WRITTEN REQUEST
Count the lines in the items below that contain the string "bark". Reply with the number alone.
══ EXTRACTED ENTRIES ══
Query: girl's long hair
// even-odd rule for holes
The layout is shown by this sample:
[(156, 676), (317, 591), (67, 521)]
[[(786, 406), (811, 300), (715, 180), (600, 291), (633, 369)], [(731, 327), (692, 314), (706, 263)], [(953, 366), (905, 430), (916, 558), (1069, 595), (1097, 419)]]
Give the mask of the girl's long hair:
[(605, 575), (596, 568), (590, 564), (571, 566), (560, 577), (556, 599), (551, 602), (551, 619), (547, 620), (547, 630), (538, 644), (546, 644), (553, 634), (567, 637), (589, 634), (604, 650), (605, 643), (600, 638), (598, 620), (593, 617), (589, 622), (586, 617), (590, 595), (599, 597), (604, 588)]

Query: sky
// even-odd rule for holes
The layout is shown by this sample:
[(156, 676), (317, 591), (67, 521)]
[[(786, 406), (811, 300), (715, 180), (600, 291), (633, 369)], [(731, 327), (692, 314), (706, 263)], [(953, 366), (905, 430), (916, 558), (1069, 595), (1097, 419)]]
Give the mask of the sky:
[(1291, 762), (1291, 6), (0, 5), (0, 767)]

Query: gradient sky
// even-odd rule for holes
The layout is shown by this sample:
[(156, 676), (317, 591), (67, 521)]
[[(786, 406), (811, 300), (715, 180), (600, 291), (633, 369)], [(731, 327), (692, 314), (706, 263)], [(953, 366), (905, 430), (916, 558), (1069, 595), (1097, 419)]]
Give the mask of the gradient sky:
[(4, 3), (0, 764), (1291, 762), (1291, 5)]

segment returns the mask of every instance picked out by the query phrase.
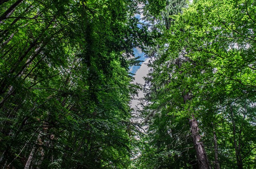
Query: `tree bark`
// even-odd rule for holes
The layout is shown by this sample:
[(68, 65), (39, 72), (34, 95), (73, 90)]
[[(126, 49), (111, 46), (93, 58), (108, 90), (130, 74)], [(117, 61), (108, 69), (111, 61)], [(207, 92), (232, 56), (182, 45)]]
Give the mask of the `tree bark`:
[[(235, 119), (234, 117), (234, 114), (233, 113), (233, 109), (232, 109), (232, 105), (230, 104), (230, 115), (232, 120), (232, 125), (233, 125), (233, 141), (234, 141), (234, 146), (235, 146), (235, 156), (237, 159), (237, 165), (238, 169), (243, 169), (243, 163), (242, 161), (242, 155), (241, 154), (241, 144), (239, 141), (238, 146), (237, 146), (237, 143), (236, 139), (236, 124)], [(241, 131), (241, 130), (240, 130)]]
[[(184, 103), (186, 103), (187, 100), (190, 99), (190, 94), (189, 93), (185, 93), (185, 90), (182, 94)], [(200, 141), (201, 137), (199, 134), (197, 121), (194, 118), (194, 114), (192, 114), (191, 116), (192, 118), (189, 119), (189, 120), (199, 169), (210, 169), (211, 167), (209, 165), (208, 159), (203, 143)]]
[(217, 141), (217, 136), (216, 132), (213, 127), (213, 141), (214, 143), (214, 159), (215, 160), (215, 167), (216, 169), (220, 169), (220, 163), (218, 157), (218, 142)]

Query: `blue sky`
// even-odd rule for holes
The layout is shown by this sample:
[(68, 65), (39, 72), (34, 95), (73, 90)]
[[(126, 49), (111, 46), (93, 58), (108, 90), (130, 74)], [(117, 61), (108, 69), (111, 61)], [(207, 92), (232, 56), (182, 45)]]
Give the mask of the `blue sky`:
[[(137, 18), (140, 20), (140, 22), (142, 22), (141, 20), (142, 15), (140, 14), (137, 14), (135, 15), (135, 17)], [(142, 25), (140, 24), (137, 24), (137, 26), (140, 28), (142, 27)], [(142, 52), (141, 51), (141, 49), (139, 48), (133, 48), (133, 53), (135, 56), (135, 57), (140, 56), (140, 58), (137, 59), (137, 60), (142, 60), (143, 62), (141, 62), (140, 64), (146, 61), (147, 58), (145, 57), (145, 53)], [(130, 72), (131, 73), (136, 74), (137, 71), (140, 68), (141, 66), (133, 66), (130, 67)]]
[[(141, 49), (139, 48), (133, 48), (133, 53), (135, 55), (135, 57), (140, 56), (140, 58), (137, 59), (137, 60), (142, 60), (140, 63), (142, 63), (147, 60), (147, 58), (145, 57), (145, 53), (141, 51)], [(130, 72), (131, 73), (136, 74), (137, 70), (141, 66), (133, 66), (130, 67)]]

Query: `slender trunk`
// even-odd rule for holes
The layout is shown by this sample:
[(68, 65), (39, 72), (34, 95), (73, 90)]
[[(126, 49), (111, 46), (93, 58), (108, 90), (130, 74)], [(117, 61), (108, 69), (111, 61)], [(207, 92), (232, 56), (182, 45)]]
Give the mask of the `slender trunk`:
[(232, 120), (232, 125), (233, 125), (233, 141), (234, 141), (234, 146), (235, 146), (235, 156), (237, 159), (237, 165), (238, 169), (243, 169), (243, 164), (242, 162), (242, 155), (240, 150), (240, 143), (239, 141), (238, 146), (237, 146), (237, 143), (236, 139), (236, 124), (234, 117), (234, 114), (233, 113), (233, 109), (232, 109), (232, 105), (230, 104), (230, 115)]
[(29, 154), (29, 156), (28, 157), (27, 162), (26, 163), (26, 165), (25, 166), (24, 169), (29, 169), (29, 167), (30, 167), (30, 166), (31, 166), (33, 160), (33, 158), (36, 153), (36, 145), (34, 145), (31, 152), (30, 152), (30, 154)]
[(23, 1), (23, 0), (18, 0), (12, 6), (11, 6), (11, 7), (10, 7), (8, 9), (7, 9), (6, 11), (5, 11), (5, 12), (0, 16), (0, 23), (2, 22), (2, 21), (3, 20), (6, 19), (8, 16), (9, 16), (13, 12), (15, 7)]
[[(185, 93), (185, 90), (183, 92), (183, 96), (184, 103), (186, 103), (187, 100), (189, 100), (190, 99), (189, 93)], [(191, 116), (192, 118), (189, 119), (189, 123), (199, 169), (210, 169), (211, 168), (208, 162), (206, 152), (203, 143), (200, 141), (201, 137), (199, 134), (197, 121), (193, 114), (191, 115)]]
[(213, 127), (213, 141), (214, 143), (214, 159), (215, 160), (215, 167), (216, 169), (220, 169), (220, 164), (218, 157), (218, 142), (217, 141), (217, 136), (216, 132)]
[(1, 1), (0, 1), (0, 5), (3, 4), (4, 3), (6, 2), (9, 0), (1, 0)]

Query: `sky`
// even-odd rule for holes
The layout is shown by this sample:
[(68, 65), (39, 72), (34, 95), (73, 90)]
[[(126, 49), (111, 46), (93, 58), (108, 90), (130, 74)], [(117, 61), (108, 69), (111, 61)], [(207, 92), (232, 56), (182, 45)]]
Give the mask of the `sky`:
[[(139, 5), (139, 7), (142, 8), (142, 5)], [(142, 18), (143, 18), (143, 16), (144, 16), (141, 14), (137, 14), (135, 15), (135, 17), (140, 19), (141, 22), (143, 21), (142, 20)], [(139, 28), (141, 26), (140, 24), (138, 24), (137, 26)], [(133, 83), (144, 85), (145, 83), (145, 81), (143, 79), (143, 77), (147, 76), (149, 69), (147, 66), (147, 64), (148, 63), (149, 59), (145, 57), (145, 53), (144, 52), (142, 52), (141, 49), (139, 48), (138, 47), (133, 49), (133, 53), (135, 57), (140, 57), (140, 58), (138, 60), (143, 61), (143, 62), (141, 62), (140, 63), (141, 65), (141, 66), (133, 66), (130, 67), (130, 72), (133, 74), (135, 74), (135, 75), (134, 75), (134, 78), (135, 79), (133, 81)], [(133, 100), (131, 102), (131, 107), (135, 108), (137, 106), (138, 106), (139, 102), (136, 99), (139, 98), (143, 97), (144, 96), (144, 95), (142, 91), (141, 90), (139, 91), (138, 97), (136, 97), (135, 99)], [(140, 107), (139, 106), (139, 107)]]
═══
══ EXTRACTED ENTRIES ══
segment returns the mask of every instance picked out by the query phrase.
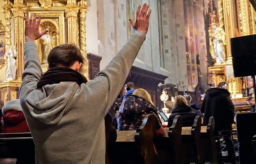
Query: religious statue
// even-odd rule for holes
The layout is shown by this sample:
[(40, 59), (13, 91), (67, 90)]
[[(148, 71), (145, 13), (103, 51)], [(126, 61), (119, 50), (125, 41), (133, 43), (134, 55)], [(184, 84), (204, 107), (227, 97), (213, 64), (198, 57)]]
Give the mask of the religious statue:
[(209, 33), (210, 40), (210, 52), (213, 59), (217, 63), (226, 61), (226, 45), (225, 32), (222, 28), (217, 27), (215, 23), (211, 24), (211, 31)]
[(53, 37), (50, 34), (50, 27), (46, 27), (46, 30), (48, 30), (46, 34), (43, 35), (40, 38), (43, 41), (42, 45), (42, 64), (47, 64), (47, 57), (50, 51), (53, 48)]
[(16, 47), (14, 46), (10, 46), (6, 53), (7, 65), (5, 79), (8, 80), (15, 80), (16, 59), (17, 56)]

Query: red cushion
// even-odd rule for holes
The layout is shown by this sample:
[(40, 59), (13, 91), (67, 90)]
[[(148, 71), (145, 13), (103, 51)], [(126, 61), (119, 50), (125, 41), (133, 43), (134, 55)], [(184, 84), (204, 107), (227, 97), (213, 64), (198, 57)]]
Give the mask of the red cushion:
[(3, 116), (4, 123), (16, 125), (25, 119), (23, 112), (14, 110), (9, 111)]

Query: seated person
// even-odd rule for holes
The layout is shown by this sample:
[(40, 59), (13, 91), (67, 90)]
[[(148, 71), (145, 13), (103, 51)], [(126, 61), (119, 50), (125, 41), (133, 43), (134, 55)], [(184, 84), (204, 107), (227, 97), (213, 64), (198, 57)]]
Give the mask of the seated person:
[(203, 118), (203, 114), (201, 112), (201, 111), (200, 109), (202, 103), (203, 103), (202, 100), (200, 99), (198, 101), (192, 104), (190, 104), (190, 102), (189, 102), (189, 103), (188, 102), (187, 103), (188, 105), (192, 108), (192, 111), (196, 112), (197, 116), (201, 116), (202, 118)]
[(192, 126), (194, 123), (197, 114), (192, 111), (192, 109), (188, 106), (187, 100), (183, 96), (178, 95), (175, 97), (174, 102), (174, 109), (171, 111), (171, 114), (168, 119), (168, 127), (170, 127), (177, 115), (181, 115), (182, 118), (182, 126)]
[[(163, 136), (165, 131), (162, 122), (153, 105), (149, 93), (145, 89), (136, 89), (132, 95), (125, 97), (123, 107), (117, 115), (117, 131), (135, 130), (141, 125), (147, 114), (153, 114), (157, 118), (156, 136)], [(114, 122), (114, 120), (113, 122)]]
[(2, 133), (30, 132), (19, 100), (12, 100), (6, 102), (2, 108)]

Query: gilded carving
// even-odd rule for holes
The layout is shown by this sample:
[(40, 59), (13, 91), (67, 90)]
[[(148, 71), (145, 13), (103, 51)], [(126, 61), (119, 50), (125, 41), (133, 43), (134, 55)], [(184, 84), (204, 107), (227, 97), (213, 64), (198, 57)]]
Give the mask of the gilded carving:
═══
FINISHED TASK
2